DOCUMENT PASSAGE
= = = =

Never has the interdependence of our world been experienced by so many, so directly, so rapidly, and so simultaneously. Our response to one threat, Covid-19, has unleashed a deluge of consequences that have swept the globe faster than the virus itself.

A systems lens helps us learn essential lessons. Covid-19 has provided many clear examples of effective systemic action, and stark lessons in the consequences of non-systemic thinking. Leaders everywhere are being compelled to think broader and deeper about causation and consequence. Decisions taken, even words spoken, without systemic awareness can have—indeed have had—profoundly damaging effects.

Systemic thinking, planning, action, and leadership must now be mainstreamed— individually, organizationally, societally, across public, private, and charity sectors. We currently do not think and act in accordance with how our complex systems function and this has been part of the Covid-19 problem. 

What Are Systems Approaches?

= = = =

[Source records]
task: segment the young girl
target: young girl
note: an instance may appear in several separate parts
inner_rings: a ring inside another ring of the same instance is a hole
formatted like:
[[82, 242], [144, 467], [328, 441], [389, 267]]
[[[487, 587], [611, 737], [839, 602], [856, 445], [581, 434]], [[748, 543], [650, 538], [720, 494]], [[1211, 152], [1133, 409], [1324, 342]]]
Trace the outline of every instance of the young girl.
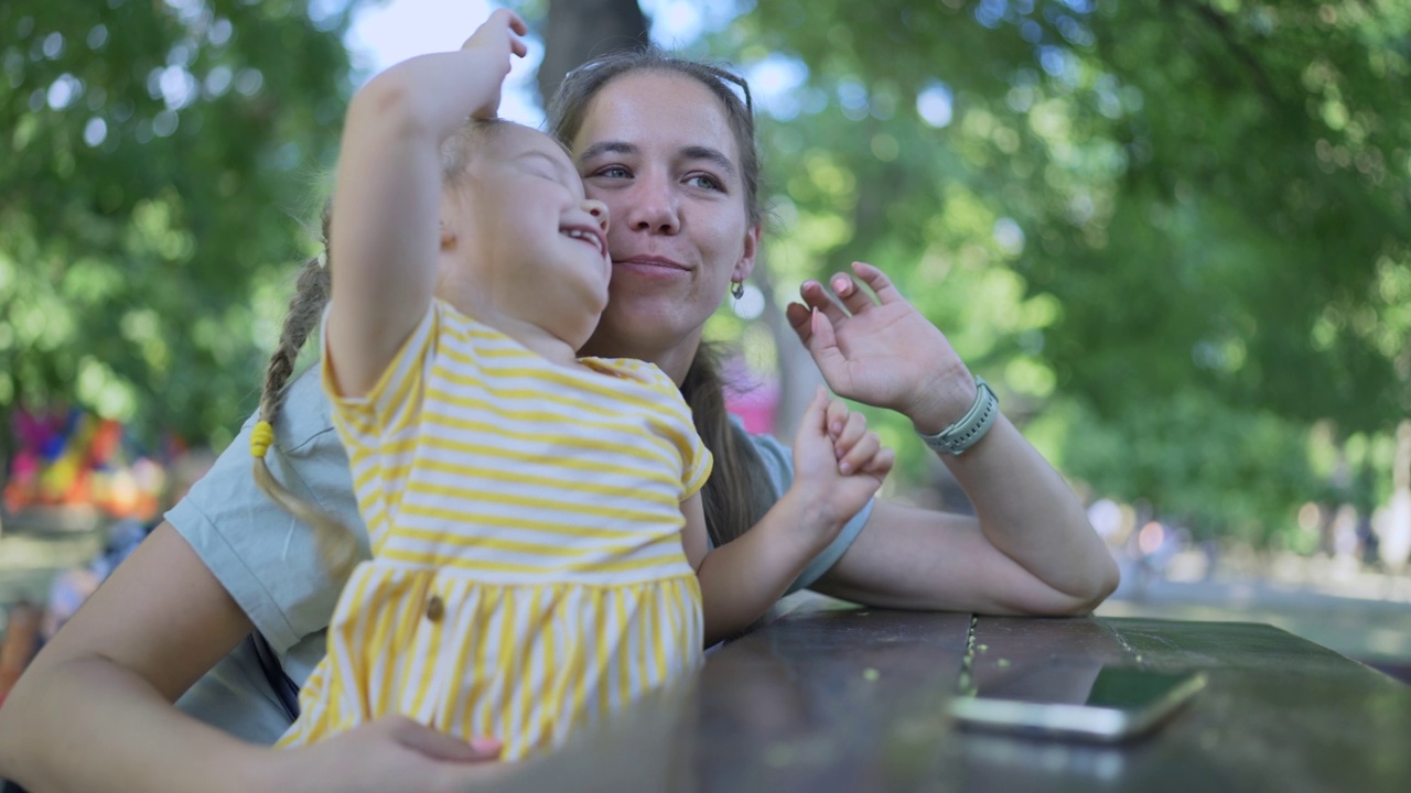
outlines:
[[[607, 207], [560, 144], [492, 120], [523, 32], [497, 11], [349, 109], [322, 377], [373, 560], [281, 745], [401, 713], [509, 759], [555, 746], [761, 617], [797, 573], [770, 543], [825, 543], [892, 466], [820, 391], [794, 446], [817, 463], [751, 542], [707, 553], [711, 456], [676, 385], [576, 353], [607, 305]], [[264, 466], [277, 409], [267, 388], [255, 476], [347, 569], [353, 535]]]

= = = =

PROMPT A
Answer these questions from the passage on systems thinking and Covid-19:
(i) What has swept the globe faster than the virus itself?
(ii) What are leaders everywhere being compelled to think broader and deeper about?
(iii) Across which sectors does the passage say systemic thinking must be mainstreamed?
PROMPT B
Translate this sentence from the passage on systems thinking and Covid-19 into French: "Leaders everywhere are being compelled to think broader and deeper about causation and consequence."

YOUR RESPONSE A
(i) The deluge of consequences unleashed by our response to Covid-19.
(ii) Causation and consequence.
(iii) The public, private, and charity sectors.

YOUR RESPONSE B
Partout, les dirigeants sont contraints de réfléchir de manière plus large et plus approfondie à la causalité et aux conséquences.